PROBLEM DESCRIPTION —
Count the lines in the records below that contain the string "each", treating uppercase and lowercase as different. Reply with the number alone.
--- start of SUPPLIED ENTRIES ---
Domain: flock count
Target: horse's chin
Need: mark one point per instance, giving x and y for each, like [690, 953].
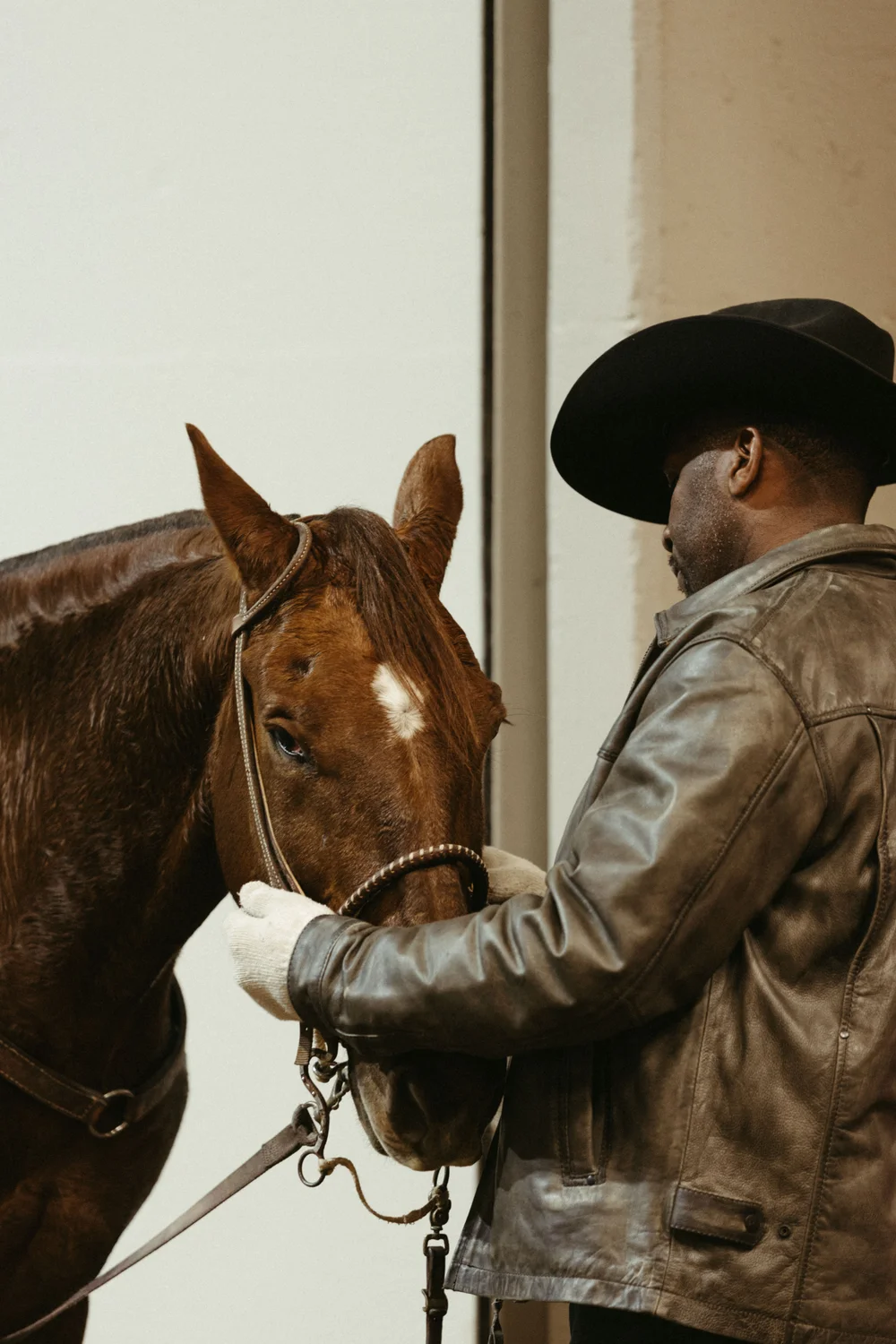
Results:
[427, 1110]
--- end of SUPPLIED ENTRIES ---
--- start of SUPPLIED ENTRIES ---
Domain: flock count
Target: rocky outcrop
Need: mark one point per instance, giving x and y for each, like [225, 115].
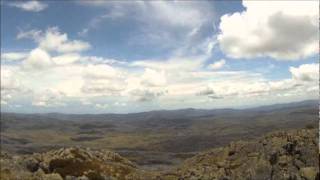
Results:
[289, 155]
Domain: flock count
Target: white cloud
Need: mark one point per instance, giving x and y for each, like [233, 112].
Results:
--- end of SUPPLIED ENTRIES ---
SOLUTION TO THE EXERCISE —
3